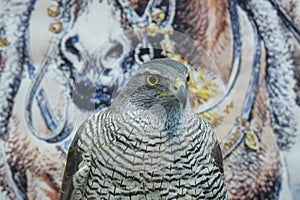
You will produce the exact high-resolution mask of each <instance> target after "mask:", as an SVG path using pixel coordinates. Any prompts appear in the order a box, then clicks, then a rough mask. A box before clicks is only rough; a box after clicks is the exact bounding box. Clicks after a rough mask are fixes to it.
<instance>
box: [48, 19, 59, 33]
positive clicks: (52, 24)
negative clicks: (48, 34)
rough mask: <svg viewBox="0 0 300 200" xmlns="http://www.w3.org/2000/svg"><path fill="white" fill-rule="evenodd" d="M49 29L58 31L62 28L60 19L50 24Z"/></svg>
mask: <svg viewBox="0 0 300 200" xmlns="http://www.w3.org/2000/svg"><path fill="white" fill-rule="evenodd" d="M49 30H50V31H51V32H52V33H60V32H61V30H62V23H61V22H60V21H56V22H54V23H52V24H50V27H49Z"/></svg>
§ §
**Aim of the exercise:**
Would you reproduce each line of the material exactly, omitting the images?

**Your solution:**
You will produce the exact high-resolution mask of each <instance> target after "mask:", as an SVG path using pixel coordinates. Any prompts appear in the order a box, then clicks, then a rough mask. A box before clicks is only rough; a box after clicks is the exact bounding box. Clicks after a rough mask are fixes to it.
<instance>
box: [48, 19, 59, 33]
positive clicks: (52, 24)
negative clicks: (48, 34)
rough mask: <svg viewBox="0 0 300 200" xmlns="http://www.w3.org/2000/svg"><path fill="white" fill-rule="evenodd" d="M49 29L58 31L62 28L60 19L50 24Z"/></svg>
mask: <svg viewBox="0 0 300 200" xmlns="http://www.w3.org/2000/svg"><path fill="white" fill-rule="evenodd" d="M49 30H50V31H51V32H52V33H60V32H61V30H62V23H61V22H60V21H56V22H54V23H52V24H50V27H49Z"/></svg>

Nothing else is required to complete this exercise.